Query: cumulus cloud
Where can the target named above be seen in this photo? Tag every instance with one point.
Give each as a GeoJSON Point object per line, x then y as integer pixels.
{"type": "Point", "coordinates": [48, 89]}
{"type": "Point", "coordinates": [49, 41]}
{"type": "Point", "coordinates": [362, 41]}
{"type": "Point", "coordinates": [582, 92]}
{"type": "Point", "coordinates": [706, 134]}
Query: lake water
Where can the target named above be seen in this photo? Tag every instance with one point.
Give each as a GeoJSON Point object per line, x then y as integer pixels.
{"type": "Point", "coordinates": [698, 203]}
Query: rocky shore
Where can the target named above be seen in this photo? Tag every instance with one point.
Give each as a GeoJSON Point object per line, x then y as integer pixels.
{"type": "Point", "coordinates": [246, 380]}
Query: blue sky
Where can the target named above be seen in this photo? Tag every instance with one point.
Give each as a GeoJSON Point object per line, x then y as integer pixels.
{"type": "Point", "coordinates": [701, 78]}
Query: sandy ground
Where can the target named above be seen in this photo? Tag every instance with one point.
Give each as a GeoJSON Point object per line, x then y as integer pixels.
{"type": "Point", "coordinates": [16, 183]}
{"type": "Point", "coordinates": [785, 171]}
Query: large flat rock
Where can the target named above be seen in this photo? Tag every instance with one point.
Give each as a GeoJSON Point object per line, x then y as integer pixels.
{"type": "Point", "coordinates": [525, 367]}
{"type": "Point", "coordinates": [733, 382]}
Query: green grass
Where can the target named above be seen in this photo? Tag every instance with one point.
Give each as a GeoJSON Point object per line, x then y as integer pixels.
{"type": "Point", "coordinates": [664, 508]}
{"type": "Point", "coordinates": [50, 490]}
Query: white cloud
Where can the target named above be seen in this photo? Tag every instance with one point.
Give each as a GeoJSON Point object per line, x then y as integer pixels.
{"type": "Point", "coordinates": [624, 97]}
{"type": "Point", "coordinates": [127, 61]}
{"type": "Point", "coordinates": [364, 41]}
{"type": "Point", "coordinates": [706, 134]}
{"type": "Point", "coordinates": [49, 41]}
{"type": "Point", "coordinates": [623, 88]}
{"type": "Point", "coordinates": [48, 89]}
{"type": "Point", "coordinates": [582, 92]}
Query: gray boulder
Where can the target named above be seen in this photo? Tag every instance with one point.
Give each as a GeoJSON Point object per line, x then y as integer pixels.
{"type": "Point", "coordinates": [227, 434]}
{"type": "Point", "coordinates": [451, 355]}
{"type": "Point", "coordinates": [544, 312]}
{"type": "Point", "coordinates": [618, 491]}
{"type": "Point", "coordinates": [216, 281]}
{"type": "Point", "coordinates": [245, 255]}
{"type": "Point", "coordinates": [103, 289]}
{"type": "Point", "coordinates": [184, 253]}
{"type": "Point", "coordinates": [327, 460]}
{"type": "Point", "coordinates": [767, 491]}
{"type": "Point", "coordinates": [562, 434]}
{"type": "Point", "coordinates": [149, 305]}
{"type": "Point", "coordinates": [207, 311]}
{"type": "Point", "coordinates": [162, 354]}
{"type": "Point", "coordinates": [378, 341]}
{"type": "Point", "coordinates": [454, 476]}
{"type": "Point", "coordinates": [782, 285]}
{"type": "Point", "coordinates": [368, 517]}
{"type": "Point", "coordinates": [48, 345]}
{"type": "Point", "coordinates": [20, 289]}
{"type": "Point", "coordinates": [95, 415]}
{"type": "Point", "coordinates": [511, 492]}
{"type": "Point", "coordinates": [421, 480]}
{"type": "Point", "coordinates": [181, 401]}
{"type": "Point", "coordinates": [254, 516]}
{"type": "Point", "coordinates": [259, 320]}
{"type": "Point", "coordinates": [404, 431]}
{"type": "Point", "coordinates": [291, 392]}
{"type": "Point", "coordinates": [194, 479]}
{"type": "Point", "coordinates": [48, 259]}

■ ■ ■

▸ **WHAT THE EXERCISE ASKS**:
Copy out, unchanged, the stretch from the line containing "Query: white cloud" through the last line of the entries, with both ends included.

▸ **ANSWER TO THE TASK**:
Query: white cloud
Where can the target named above be seen in this photo? Tag every instance with one point.
Give each as a GeoJSON Point object per line, x then y as integer pixels.
{"type": "Point", "coordinates": [624, 97]}
{"type": "Point", "coordinates": [127, 61]}
{"type": "Point", "coordinates": [364, 41]}
{"type": "Point", "coordinates": [706, 134]}
{"type": "Point", "coordinates": [49, 41]}
{"type": "Point", "coordinates": [623, 88]}
{"type": "Point", "coordinates": [48, 89]}
{"type": "Point", "coordinates": [582, 92]}
Query: gray boulder
Where can the target named above be seen in this photo? Tag every instance with one point.
Give each as a GeoJSON Point object per line, x then y as integer pixels.
{"type": "Point", "coordinates": [227, 434]}
{"type": "Point", "coordinates": [451, 355]}
{"type": "Point", "coordinates": [544, 312]}
{"type": "Point", "coordinates": [618, 491]}
{"type": "Point", "coordinates": [216, 281]}
{"type": "Point", "coordinates": [245, 255]}
{"type": "Point", "coordinates": [103, 289]}
{"type": "Point", "coordinates": [184, 253]}
{"type": "Point", "coordinates": [327, 460]}
{"type": "Point", "coordinates": [767, 491]}
{"type": "Point", "coordinates": [562, 434]}
{"type": "Point", "coordinates": [149, 305]}
{"type": "Point", "coordinates": [207, 311]}
{"type": "Point", "coordinates": [162, 354]}
{"type": "Point", "coordinates": [378, 341]}
{"type": "Point", "coordinates": [454, 476]}
{"type": "Point", "coordinates": [782, 285]}
{"type": "Point", "coordinates": [368, 517]}
{"type": "Point", "coordinates": [48, 345]}
{"type": "Point", "coordinates": [20, 289]}
{"type": "Point", "coordinates": [95, 415]}
{"type": "Point", "coordinates": [511, 492]}
{"type": "Point", "coordinates": [421, 480]}
{"type": "Point", "coordinates": [181, 401]}
{"type": "Point", "coordinates": [254, 516]}
{"type": "Point", "coordinates": [259, 320]}
{"type": "Point", "coordinates": [404, 431]}
{"type": "Point", "coordinates": [291, 392]}
{"type": "Point", "coordinates": [194, 479]}
{"type": "Point", "coordinates": [48, 259]}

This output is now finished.